:: Extracted text ::
Cranbrook is a small town in the Shire of Cranbrook in the Great Southern region of Western Australia between Katanning, Kojonup and Mount Barker, situated 320 km south of Perth. It is billed as "The Gateway to the Stirlings", referring to the nearby Stirling Range National Park. At the 2006 census, Cranbrook had a population of 280.

The settlement grew after it was one of the original railway stations on the Great Southern Railway when the railway opened in 1889, and was gazetted a townsite in 1899.

In 1926, through the Boyup Brook-Cranbrook Railway Act 1926, a railway connection from the Donnybrook–Katanning railway to the Great Southern Railway was approved, which would have connected Cranbrook to Boyup Brook by rail. Construction of this line was started but never completed.
The name is taken from the town of Cranbrook in Kent, England, about 65 kilometres south east of London. It is believed to have been named by Mr J A Wright, who was manager of the Western Australian Land Company which built the railway.

:: Parts of the exercise ::
- a) Can you edit the passage on Cranbrook, starting at "Cranbrook is a" and ending at "population of 280.", so that "small town" is replaced by "rural town"?
- b) Can you proceed with the text about the Western Australian town of Cranbrook from the point where it stops?

:: Data listing ::

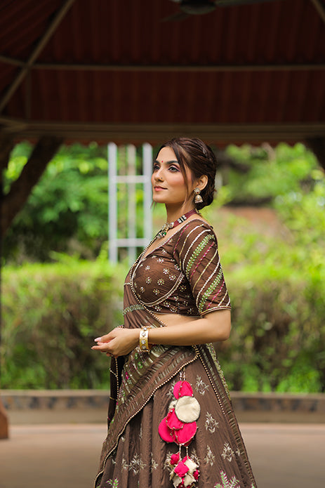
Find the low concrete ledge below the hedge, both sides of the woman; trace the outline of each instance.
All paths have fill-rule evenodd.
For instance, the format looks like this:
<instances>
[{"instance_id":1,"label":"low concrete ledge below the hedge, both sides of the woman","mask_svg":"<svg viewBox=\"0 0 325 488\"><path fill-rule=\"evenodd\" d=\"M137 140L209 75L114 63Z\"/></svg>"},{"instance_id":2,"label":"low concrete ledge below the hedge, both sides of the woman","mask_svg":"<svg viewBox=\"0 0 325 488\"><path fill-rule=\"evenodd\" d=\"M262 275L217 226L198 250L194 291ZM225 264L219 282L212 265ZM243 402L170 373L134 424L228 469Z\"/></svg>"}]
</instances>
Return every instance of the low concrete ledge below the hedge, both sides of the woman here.
<instances>
[{"instance_id":1,"label":"low concrete ledge below the hedge, both sides of the woman","mask_svg":"<svg viewBox=\"0 0 325 488\"><path fill-rule=\"evenodd\" d=\"M239 422L325 423L324 394L232 392ZM105 390L0 390L10 423L103 422Z\"/></svg>"}]
</instances>

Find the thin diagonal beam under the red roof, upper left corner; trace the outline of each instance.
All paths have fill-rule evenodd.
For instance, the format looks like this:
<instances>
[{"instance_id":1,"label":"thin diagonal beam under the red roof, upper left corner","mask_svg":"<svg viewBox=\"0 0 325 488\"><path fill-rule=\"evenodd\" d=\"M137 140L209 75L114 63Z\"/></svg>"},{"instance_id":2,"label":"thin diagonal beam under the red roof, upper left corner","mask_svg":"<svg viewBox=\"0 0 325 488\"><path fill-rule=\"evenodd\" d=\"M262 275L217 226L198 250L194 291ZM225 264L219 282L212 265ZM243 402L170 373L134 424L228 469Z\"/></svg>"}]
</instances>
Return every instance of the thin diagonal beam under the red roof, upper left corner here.
<instances>
[{"instance_id":1,"label":"thin diagonal beam under the red roof, upper left corner","mask_svg":"<svg viewBox=\"0 0 325 488\"><path fill-rule=\"evenodd\" d=\"M61 8L59 9L57 14L53 18L51 24L46 29L46 32L44 32L43 37L41 37L41 39L39 39L37 46L34 48L34 51L32 51L32 54L29 56L27 62L22 66L20 72L15 77L15 79L13 80L13 83L9 86L4 97L2 98L2 100L0 102L0 113L4 110L4 107L6 107L8 100L11 99L11 96L13 95L13 93L15 93L18 86L21 84L22 80L26 77L26 75L29 72L30 68L32 67L34 61L39 56L39 53L41 53L44 46L46 46L46 43L48 42L50 37L53 35L53 32L55 31L55 29L60 24L62 18L65 17L67 11L69 10L69 8L72 6L73 3L74 3L74 0L65 0L65 2L62 4Z\"/></svg>"}]
</instances>

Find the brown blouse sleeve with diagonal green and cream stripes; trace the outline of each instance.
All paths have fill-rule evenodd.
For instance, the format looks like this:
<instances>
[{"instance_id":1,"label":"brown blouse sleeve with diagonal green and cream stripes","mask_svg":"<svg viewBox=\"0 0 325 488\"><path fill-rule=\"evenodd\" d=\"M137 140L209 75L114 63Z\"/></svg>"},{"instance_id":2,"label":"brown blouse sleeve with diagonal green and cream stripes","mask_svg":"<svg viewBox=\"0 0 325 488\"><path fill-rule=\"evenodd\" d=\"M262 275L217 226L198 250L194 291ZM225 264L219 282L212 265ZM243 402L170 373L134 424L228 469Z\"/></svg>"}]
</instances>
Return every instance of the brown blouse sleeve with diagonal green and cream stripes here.
<instances>
[{"instance_id":1,"label":"brown blouse sleeve with diagonal green and cream stripes","mask_svg":"<svg viewBox=\"0 0 325 488\"><path fill-rule=\"evenodd\" d=\"M190 220L178 233L174 258L190 283L200 315L230 309L215 233L203 220Z\"/></svg>"}]
</instances>

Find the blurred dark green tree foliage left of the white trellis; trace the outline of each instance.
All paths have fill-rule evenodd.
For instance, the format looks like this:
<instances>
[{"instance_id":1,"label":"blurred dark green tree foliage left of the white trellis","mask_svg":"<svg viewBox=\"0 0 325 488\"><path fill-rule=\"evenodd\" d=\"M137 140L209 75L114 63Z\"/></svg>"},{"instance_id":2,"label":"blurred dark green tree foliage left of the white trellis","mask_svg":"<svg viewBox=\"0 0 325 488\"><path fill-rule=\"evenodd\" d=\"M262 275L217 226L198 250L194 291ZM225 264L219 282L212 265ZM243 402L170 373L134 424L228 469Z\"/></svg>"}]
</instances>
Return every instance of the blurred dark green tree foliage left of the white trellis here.
<instances>
[{"instance_id":1,"label":"blurred dark green tree foliage left of the white trellis","mask_svg":"<svg viewBox=\"0 0 325 488\"><path fill-rule=\"evenodd\" d=\"M15 147L4 175L5 192L30 150L27 143ZM48 261L51 251L65 251L93 258L107 240L107 213L105 148L95 143L62 147L15 218L4 239L4 256Z\"/></svg>"}]
</instances>

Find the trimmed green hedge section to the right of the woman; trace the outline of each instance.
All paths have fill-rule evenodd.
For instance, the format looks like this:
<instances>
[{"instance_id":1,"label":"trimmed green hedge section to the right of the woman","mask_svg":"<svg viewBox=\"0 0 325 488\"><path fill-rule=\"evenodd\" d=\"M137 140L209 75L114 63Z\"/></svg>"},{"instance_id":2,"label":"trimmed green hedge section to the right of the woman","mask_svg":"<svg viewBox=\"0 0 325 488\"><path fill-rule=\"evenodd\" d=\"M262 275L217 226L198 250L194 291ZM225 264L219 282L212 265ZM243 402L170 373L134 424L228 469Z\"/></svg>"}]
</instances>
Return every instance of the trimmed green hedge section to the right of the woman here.
<instances>
[{"instance_id":1,"label":"trimmed green hedge section to the right of the woman","mask_svg":"<svg viewBox=\"0 0 325 488\"><path fill-rule=\"evenodd\" d=\"M232 334L217 349L231 389L325 391L324 277L265 263L228 275Z\"/></svg>"}]
</instances>

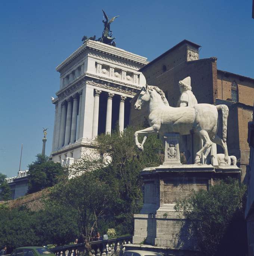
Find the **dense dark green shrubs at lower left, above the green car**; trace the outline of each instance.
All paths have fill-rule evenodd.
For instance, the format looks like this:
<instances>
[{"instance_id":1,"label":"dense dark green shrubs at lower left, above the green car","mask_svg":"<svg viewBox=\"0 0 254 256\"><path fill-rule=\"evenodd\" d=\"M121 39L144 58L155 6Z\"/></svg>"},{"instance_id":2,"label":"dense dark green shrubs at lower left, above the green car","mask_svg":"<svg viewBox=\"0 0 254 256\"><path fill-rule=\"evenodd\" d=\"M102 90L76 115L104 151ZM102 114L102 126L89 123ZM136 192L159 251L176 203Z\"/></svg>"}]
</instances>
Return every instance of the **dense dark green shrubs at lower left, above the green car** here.
<instances>
[{"instance_id":1,"label":"dense dark green shrubs at lower left, above the green car","mask_svg":"<svg viewBox=\"0 0 254 256\"><path fill-rule=\"evenodd\" d=\"M76 213L69 208L34 212L25 207L0 208L0 241L12 251L21 246L68 244L78 234Z\"/></svg>"}]
</instances>

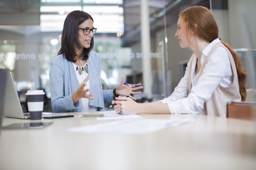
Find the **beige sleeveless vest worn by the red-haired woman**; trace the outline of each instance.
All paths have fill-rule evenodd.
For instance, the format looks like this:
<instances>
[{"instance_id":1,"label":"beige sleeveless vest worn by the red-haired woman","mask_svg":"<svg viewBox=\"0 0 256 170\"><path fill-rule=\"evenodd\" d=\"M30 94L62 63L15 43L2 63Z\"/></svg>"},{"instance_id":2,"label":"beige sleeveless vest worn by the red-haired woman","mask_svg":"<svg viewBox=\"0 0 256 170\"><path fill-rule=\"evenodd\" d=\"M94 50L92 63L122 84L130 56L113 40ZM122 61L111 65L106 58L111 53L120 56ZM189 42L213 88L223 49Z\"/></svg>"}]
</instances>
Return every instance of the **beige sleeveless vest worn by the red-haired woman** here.
<instances>
[{"instance_id":1,"label":"beige sleeveless vest worn by the red-haired woman","mask_svg":"<svg viewBox=\"0 0 256 170\"><path fill-rule=\"evenodd\" d=\"M238 77L237 77L237 69L235 67L234 59L229 52L229 50L226 48L225 45L223 45L221 42L217 43L213 49L209 52L208 56L206 57L204 63L202 64L202 67L199 71L199 76L202 75L203 69L208 62L209 57L213 53L213 51L218 47L224 47L226 51L228 52L229 60L231 63L231 69L234 75L234 80L231 86L229 87L221 87L220 85L217 86L215 91L213 92L213 95L211 98L204 103L204 108L202 109L202 112L199 114L203 115L209 115L209 116L219 116L226 118L227 117L227 103L230 101L241 101L241 95L239 93L239 84L238 84ZM193 55L194 57L194 55ZM193 61L193 59L192 59ZM192 67L192 62L190 64L190 68ZM191 72L190 72L191 73ZM191 74L190 74L191 75ZM189 76L189 86L188 86L188 93L190 93L191 89L191 76Z\"/></svg>"}]
</instances>

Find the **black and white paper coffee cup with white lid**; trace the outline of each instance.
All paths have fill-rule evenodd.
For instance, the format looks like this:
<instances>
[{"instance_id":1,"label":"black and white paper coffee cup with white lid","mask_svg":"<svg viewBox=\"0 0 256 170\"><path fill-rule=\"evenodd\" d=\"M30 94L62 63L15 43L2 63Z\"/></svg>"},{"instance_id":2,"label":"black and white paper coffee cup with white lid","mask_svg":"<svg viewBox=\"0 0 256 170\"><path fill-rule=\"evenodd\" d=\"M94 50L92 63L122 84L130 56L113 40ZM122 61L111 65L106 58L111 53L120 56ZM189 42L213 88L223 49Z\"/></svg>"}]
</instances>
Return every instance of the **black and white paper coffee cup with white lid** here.
<instances>
[{"instance_id":1,"label":"black and white paper coffee cup with white lid","mask_svg":"<svg viewBox=\"0 0 256 170\"><path fill-rule=\"evenodd\" d=\"M28 111L31 120L42 119L43 111L43 96L45 93L43 90L28 90L26 93Z\"/></svg>"}]
</instances>

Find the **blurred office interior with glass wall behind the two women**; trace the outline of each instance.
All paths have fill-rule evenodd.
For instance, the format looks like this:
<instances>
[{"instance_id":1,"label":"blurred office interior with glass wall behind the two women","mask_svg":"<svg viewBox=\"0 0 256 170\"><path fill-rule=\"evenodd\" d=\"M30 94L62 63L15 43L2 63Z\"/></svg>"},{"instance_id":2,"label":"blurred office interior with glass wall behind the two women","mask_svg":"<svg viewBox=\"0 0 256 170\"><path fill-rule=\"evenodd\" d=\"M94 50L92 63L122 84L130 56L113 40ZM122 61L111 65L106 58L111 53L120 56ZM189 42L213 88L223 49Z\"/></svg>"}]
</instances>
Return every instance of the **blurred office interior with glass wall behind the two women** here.
<instances>
[{"instance_id":1,"label":"blurred office interior with glass wall behind the two women","mask_svg":"<svg viewBox=\"0 0 256 170\"><path fill-rule=\"evenodd\" d=\"M160 100L178 85L192 55L174 34L179 11L194 5L213 13L219 37L241 57L248 88L255 88L255 0L0 0L0 68L12 72L21 103L28 89L43 89L44 111L51 111L50 63L66 16L82 10L97 28L93 51L101 56L103 88L117 87L124 76L144 86L138 102Z\"/></svg>"}]
</instances>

:: Replies ::
- a)
Cranbrook is a rural town in the Shire of Cranbrook in the Great Southern region of Western Australia between Katanning, Kojonup and Mount Barker, situated 320 km south of Perth. It is billed as "The Gateway to the Stirlings", referring to the nearby Stirling Range National Park. At the 2006 census, Cranbrook had a population of 280.

- b)
The Noongar peoples know the area as Twonkup or Dwangup; it was a traditional meeting place of the Menang peoples from the south, the Goreng from the south east and the Kaneang from the south west. It was also an important law ground and burial ground with over forty burial mounds found around the area.

The town is a Cooperative Bulk Handling receival site.

Two other gazetted townsites are located within the locality of Cranbrook, Pootenup and Tunney. Both are at the eastern border of the locality and shire and the area of the gazetted townsites stretches into the neighbouring Shire of Broomehill-Tambellup.